### WHAT THE TASK ASKS
Rewrite the lines with "Kindly" swapped for "Please" everywhere, leaving everything else unchanged, and omit the pictures from your answer.

[Data records]
++++++++

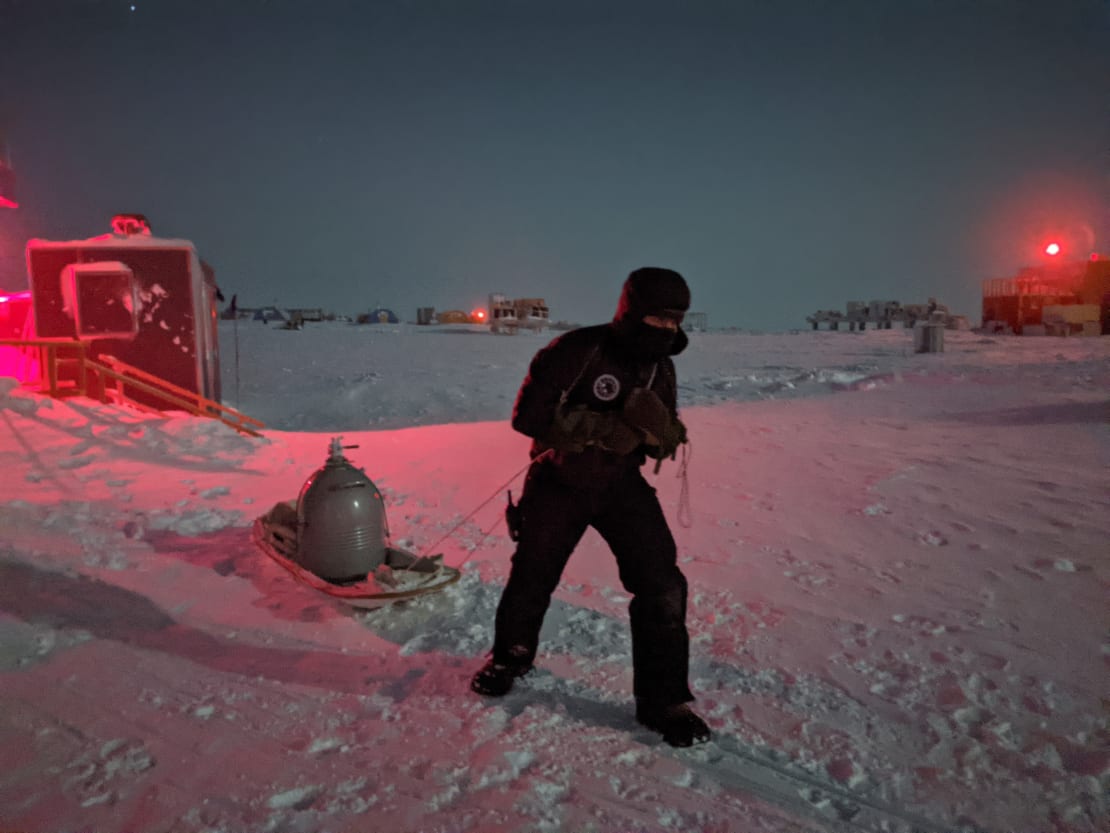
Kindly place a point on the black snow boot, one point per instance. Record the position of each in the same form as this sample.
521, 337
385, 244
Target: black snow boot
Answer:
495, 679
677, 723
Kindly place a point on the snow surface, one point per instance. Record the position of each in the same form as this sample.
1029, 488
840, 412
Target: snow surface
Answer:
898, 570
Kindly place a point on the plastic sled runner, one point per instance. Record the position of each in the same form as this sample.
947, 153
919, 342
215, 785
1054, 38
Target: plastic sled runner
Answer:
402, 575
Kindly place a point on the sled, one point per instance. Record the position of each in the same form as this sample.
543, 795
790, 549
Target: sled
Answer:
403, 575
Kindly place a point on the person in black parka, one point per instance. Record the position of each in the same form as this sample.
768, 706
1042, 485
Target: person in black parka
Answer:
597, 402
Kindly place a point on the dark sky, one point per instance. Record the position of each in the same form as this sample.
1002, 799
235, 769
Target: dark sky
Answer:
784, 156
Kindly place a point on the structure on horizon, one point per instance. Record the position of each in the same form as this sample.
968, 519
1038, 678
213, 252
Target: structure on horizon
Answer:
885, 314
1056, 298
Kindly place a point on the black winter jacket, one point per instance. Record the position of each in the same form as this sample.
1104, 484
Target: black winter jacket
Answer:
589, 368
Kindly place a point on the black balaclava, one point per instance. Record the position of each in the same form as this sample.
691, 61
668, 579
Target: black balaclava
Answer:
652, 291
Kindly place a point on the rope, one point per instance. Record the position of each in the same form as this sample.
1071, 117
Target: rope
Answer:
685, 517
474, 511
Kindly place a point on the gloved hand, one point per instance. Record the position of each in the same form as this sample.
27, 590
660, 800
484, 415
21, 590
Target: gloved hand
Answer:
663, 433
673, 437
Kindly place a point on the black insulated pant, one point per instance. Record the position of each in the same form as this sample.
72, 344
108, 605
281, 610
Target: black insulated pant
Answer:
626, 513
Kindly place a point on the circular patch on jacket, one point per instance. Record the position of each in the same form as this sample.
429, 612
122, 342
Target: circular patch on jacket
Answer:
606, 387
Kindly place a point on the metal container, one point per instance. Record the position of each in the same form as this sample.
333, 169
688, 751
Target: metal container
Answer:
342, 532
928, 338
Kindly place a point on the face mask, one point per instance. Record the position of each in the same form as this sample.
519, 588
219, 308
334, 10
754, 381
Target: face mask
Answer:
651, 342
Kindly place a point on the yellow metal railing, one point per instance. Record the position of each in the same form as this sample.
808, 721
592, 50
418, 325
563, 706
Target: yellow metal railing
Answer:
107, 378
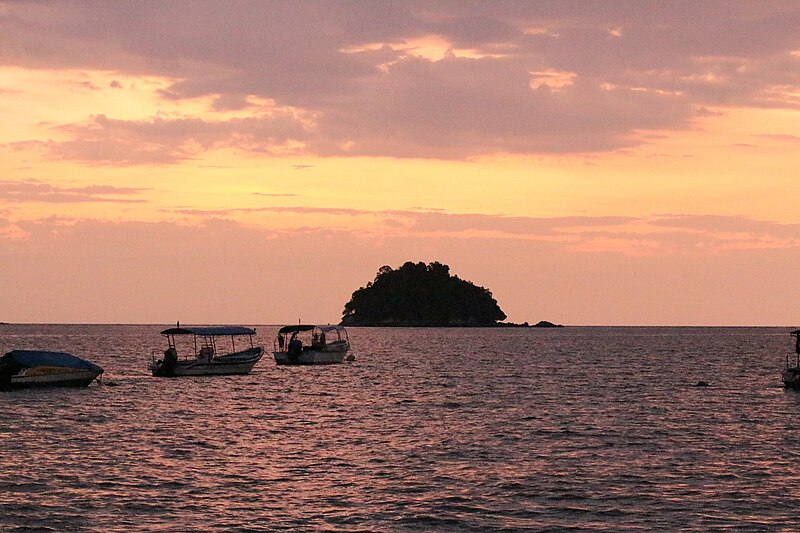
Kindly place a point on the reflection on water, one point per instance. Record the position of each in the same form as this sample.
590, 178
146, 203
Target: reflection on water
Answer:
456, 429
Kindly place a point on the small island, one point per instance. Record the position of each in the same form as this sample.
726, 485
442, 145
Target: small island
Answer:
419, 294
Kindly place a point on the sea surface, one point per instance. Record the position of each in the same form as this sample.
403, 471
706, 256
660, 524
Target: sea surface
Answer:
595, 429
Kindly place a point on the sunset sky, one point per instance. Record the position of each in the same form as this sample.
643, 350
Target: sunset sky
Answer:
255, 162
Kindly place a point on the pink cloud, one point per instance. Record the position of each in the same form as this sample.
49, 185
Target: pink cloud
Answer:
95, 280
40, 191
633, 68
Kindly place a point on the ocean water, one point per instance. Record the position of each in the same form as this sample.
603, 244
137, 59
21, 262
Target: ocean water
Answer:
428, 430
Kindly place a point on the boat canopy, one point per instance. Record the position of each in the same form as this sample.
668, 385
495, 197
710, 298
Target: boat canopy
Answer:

++++++++

### WORKED SOLUTION
Please place a point on the black snow boot, one point per instance. Record the position of each in the same form as this sample.
521, 337
385, 244
Target: black snow boot
Answer:
495, 679
677, 723
Please place a point on the snow surface, one point per instance. Record the position of each in the same form as this sample.
1029, 488
840, 412
Target: snow surface
Answer:
898, 570
Please place a point on the plastic sled runner, one point per instance. Record the position of each in the same form as this sample.
947, 153
919, 342
215, 785
1054, 38
Target: plastic sled runner
Answer:
402, 575
Please place a point on the sled, one point per instance. Record the position of each in the same form as this sample.
543, 795
790, 549
Target: sled
Answer:
403, 575
Please place a point on the person in black parka, one point per instance. Record the position of each in the same form as this sample.
768, 706
1042, 485
Target: person in black parka
Answer:
597, 402
Please place a point on the dark sky, one point per instance. Record the position of each in the same form as this sample.
1002, 799
235, 769
Target: dark sky
Answer:
784, 156
Please place a point on the structure on horizon, one point per instance. Record the position of each in the same form as this sample.
968, 519
1038, 678
213, 252
Target: structure on horizon
Answer:
885, 314
1056, 298
Please place a point on the black winter jacket, one point per instance. Record the position of each in the same form as this sample.
1104, 484
Target: black winter jacket
Answer:
589, 368
Please place a point on the black balaclava, one point per instance. Record the position of each in the same form as this sample.
691, 61
668, 579
Target: black balaclava
Answer:
652, 291
Please place a point on the rope, one point per instance. Record the position of each in the same form as this sample.
1071, 117
Target: rope
Answer:
685, 517
474, 511
Please place a point on the gloved hand, one point per instance. Record the position of each in the same form as this sample.
27, 590
660, 800
484, 415
21, 590
Target: gloved hand
Answer:
663, 433
673, 437
Please place a point on the black insulated pant, one point per instance. Record the position of each in the same form as this sample.
72, 344
108, 605
281, 610
Target: black insulated pant
Answer:
626, 513
Please place a point on the circular patch on jacket, one point per instance. Record the position of each in the same form as this sample.
429, 612
122, 342
Target: circular patch on jacket
Answer:
606, 387
Please place a point on the metal container, one point per instance. Record the position of each in the same form as this sample.
333, 169
688, 751
Target: metal container
Answer:
342, 532
928, 338
Please place a point on the face mask, one point per instance. Record the position of each in the same form as this sample.
519, 588
219, 308
334, 10
754, 381
Target: face mask
Answer:
651, 342
Please place a point on the yellow metal railing, one point per instance. Record the position of each in the same form as this sample.
808, 721
592, 50
418, 325
563, 706
Target: yellow metal railing
Answer:
107, 378
Please place a point on the reflection on water, one point per instance. Record the position of each in the same form as this sample.
590, 178
146, 203
Target: reflection on water
Answer:
456, 429
Please place a point on the small island, one point per instance. Record the position of each in the same form as this sample.
726, 485
442, 145
Target: small island
Answer:
419, 294
Please place a point on the sea surface, one point per instance. Record the position of each in the same form as this sample.
403, 471
706, 256
660, 524
Target: sea surface
Answer:
595, 429
Please place a point on the sunset sky, one point per instance. Record the position of each in the same form as this sample.
643, 350
Target: sunset sky
Answer:
255, 162
Please place a point on the pink cloud, one point per instance. Record the position of each in the same form as this sample.
49, 185
Target: pink cloud
Answer:
95, 280
40, 191
633, 68
Please place a point on the ocean water, one point per instance. Record the position of each in the same form as this sample.
603, 244
137, 59
21, 262
Target: ocean water
Answer:
428, 430
Please place a point on the boat canopy, one point per instance. Record the position of each in the same form as this sample.
668, 385
495, 197
710, 298
Target: boat canopy
Answer:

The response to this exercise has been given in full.